===== Source

In a recent paper published on his personal blog last week Thursday, titled Alienation is dehumanization: Marxism is a lightbulb moment for the unhinged Existentialist, comrade Sihle Lonzi, went on an attack of what he called ‘bewildered existentialists’. Which, judging by the people he tagged in his post were represented by myself, Sinawo Thambo, Sisipho Fongoqa and Awonke Goso. In the article Sihle makes four main claims:

  1. Existentialism is abstract
  2. It is only meant to be understood by a select few and not accessible to the ‘masses’
  3. For existentialist, the subject is self-constitutive while for Marxists it is the Object that determined the Subject.
  4. Existentialist provide no solution on a way forward, hence Marxism becomes a lightbulb moment.

In this essay I attempt to deal the four main claims that Sihle puts forward in the article in an attack on the ‘bewildered existentialists’. It is important that we first grasp what is it that we mean by existentialism? The Stanford encyclopedia of Philosophy argues that the term became to be associated with a cultural movement which flourished around the 1940s to the 50s. The claim by the existentialist at the time which were most notably represented by Sartre was that “to understand what a human being is, it is not enough to know all the truths that natural science—including the science of psychology—could tell us” (Crowell, 2004) In simple terms, to focus on the empirical is not enough to tell us about our existence in the world.

==========

= Exercise objective =
Please reproduce the essay on existentialism and Marxism above word for word, from start to finish.

===== Raw data

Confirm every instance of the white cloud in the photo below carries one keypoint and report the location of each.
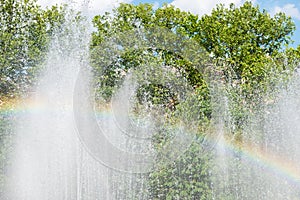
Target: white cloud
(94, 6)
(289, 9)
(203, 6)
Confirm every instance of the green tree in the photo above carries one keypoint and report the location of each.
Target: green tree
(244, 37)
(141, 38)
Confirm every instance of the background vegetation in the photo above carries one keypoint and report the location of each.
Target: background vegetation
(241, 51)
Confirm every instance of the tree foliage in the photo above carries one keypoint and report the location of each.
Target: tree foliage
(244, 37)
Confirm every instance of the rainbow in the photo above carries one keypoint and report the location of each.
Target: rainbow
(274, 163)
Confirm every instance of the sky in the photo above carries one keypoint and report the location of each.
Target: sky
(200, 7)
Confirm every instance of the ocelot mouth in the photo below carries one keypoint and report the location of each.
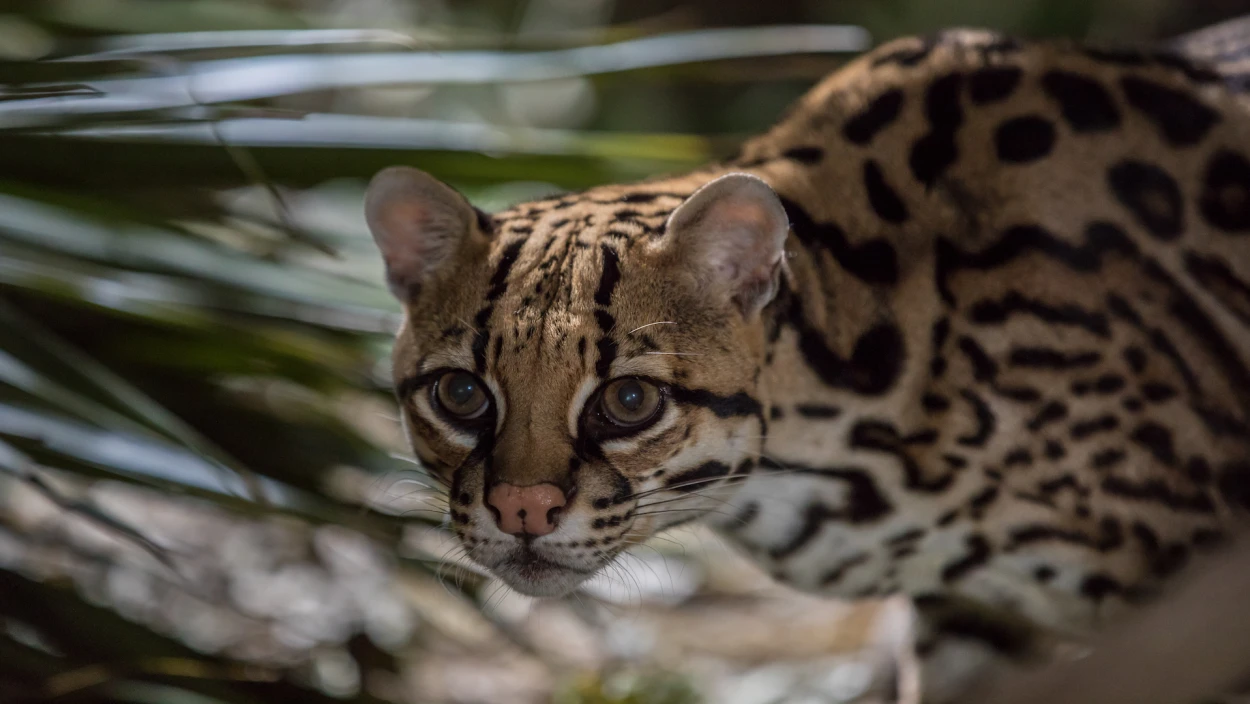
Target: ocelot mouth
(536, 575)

==========
===== Raw data

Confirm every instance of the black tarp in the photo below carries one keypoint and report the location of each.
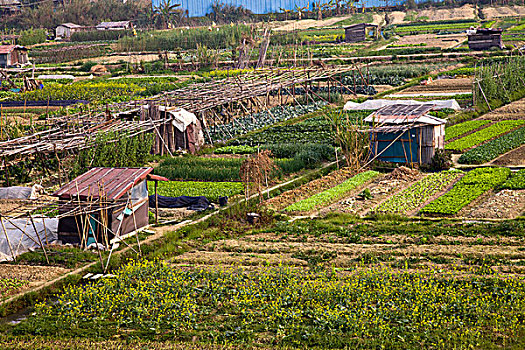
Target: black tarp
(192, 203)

==========

= The output =
In a recent paper published on his personal blog last week Thursday, titled Alienation is dehumanization: Marxism is a lightbulb moment for the unhinged Existentialist, comrade Sihle Lonzi, went on an attack of what he called ‘bewildered existentialists’. Which, judging by the people he tagged in his post were represented by myself, Sinawo Thambo, Sisipho Fongoqa and Awonke Goso. In the article Sihle makes four main claims:

  1. Existentialism is abstract
  2. It is only meant to be understood by a select few and not accessible to the ‘masses’
  3. For existentialist, the subject is self-constitutive while for Marxists it is the Object that determined the Subject.
  4. Existentialist provide no solution on a way forward, hence Marxism becomes a lightbulb moment.

In this essay I attempt to deal the four main claims that Sihle puts forward in the article in an attack on the ‘bewildered existentialists’. It is important that we first grasp what is it that we mean by existentialism? The Stanford encyclopedia of Philosophy argues that the term became to be associated with a cultural movement which flourished around the 1940s to the 50s. The claim by the existentialist at the time which were most notably represented by Sartre was that “to understand what a human being is, it is not enough to know all the truths that natural science—including the science of psychology—could tell us” (Crowell, 2004) In simple terms, to focus on the empirical is not enough to tell us about our existence in the world.